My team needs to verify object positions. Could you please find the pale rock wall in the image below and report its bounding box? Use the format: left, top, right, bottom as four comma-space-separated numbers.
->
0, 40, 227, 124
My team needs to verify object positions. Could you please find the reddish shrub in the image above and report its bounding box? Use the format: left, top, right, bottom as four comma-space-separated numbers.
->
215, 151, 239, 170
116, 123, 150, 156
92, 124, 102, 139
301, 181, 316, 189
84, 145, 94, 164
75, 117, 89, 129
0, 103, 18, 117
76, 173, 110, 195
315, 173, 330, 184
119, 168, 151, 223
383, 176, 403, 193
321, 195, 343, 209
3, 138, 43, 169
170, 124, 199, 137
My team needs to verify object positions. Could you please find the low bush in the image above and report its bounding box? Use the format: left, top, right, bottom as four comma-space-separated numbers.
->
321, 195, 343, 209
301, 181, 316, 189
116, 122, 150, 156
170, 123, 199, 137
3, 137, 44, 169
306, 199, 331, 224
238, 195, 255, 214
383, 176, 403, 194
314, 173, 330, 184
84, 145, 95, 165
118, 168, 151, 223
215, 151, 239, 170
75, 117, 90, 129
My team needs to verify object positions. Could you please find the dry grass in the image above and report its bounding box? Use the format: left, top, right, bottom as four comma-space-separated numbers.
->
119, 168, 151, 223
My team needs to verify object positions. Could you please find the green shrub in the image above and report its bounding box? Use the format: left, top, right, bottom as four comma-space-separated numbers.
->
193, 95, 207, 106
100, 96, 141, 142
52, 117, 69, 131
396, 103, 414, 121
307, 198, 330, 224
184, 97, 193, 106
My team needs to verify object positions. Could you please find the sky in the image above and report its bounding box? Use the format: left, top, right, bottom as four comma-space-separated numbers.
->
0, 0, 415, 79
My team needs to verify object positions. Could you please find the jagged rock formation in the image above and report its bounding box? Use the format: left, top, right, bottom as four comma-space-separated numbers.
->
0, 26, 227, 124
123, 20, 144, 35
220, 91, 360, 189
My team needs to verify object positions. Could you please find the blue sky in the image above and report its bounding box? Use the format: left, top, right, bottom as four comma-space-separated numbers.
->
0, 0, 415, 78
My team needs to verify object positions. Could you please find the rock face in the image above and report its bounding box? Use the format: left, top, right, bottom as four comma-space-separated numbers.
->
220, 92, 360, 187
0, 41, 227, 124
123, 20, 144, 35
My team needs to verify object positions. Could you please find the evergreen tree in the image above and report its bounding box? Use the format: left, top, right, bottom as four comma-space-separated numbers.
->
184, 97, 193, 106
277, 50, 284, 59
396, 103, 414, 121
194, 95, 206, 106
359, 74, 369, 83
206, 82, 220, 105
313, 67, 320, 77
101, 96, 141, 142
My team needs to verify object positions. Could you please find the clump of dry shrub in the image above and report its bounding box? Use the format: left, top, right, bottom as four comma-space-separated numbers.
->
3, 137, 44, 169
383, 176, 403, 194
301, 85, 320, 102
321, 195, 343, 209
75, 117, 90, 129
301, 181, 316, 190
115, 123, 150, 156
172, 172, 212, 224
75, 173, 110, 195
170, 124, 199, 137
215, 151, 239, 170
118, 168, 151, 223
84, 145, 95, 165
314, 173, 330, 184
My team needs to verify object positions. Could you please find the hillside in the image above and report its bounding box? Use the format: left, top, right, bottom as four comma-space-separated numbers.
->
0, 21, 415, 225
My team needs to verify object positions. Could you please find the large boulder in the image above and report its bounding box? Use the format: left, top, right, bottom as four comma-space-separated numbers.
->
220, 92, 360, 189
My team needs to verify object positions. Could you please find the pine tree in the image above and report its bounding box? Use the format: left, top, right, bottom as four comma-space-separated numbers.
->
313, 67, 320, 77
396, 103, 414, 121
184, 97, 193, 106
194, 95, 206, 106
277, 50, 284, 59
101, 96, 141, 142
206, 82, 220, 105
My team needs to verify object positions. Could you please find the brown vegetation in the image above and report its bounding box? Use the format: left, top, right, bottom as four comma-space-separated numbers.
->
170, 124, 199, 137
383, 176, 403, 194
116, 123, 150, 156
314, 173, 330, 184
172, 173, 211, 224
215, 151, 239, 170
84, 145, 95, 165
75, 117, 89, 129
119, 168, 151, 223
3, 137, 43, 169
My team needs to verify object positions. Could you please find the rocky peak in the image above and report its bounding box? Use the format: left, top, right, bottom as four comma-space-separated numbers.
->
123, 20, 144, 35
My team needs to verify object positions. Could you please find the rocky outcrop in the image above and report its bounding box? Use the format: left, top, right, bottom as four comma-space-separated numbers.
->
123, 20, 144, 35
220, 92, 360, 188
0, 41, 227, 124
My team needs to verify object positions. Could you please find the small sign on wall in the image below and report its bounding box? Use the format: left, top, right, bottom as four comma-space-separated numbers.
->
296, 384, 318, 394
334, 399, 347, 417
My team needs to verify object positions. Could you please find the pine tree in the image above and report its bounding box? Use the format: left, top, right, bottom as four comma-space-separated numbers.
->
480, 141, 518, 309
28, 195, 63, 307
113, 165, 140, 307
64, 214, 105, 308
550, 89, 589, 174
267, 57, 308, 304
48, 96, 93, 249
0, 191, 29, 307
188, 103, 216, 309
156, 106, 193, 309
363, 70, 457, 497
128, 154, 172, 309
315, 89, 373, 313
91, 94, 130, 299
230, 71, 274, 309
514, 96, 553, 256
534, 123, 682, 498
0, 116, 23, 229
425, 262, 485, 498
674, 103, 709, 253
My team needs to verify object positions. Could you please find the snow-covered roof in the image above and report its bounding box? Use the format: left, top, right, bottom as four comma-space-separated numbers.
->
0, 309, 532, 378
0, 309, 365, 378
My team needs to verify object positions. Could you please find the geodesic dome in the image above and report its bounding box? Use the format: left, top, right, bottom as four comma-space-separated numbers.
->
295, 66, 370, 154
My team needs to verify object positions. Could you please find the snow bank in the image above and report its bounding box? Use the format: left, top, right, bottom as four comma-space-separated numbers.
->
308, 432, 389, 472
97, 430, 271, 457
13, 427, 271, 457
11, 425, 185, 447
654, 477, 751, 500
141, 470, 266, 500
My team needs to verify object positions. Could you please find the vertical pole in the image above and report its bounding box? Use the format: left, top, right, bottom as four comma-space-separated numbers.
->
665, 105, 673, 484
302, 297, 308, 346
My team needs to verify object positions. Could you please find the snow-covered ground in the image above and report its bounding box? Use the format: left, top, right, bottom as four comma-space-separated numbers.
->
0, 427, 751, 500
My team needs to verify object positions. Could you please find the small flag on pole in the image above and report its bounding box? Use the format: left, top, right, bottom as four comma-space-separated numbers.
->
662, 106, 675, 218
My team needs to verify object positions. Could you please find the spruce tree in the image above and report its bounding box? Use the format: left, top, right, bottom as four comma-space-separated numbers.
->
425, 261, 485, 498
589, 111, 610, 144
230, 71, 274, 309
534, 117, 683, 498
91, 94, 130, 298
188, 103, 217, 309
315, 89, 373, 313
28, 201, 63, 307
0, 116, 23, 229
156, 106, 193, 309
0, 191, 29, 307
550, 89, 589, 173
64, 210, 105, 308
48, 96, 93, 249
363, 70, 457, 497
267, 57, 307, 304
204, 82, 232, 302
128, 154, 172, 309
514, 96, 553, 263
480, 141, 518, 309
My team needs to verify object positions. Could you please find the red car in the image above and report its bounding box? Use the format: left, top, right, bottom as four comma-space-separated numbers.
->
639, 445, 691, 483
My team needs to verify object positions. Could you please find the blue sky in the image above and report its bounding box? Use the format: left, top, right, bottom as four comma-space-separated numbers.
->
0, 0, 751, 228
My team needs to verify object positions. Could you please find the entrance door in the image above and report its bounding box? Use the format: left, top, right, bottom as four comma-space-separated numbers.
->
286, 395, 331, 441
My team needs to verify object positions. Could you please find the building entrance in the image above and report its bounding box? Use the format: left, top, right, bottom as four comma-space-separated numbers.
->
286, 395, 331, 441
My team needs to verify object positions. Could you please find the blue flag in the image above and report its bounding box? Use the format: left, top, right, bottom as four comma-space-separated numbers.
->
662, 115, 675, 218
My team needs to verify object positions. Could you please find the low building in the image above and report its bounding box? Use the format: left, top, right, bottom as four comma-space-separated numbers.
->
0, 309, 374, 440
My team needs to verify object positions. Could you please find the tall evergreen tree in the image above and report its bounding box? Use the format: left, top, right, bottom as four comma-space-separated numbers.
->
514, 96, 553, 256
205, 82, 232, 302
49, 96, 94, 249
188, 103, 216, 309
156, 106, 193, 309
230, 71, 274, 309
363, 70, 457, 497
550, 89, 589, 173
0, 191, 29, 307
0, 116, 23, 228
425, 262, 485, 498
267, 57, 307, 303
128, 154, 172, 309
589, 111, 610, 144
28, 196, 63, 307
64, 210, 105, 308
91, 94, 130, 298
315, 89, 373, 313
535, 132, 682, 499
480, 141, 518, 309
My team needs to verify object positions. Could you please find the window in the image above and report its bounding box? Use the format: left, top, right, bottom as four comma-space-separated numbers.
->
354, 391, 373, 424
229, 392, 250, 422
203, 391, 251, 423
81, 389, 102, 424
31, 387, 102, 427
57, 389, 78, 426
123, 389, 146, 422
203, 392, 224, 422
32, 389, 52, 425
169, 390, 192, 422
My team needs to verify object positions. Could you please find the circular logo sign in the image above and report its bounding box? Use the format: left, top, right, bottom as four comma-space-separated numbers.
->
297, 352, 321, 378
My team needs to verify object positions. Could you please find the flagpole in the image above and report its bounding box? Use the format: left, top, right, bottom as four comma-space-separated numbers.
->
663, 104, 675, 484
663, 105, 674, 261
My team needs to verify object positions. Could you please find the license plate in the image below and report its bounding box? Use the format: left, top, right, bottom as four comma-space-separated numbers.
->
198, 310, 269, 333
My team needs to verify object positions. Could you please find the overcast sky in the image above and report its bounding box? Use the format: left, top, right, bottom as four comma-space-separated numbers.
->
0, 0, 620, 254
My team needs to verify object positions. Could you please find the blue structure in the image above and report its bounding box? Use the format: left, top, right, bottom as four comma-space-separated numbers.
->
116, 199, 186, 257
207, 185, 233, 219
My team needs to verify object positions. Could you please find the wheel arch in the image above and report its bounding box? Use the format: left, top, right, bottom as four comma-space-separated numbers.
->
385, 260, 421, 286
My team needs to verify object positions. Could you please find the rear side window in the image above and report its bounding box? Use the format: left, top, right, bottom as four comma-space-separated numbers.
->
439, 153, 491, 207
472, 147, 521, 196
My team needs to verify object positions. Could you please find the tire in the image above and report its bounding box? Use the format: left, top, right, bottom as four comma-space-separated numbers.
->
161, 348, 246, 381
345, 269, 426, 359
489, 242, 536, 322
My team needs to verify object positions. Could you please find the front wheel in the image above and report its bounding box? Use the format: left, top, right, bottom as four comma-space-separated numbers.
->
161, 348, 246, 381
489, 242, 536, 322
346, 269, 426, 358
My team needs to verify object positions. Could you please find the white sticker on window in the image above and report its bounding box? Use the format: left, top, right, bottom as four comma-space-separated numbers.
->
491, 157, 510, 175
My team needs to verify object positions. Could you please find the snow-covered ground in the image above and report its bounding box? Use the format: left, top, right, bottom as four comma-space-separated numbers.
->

_ _ _ _ _ _ _

* _Exercise brief_
Copy word for word the lines of the listing above, starting with the line that contains "find the evergreen" and going on through the line that contains "0, 21, 415, 225".

* _Problem solution_
My team needs to verify object positions. Could you please find the evergreen tree in the image above and report its bounding box? Use the format: left, top, right, bottom as four comma-space-separated numbers.
->
184, 97, 193, 106
277, 50, 284, 59
396, 103, 414, 121
194, 95, 206, 106
359, 74, 369, 83
206, 82, 220, 105
313, 67, 320, 77
101, 96, 141, 142
My team needs to verify object positions. Could you please find the clump of dry shrub in the image above and report its bounding box? Use the format: left, top, right, bottom as four comma-space-separated numbers.
->
3, 137, 44, 169
383, 176, 403, 194
301, 85, 320, 102
321, 195, 343, 209
75, 117, 90, 129
301, 181, 316, 190
115, 123, 150, 156
172, 172, 212, 224
75, 173, 110, 195
170, 124, 199, 137
215, 151, 239, 170
118, 168, 151, 223
84, 145, 95, 165
314, 173, 330, 184
My team needs to verify object positions. Could you please find the hillside in the image above and report its bounding box? Use the format: left, top, right, bottom as four comma-space-separated numbers.
->
0, 21, 415, 225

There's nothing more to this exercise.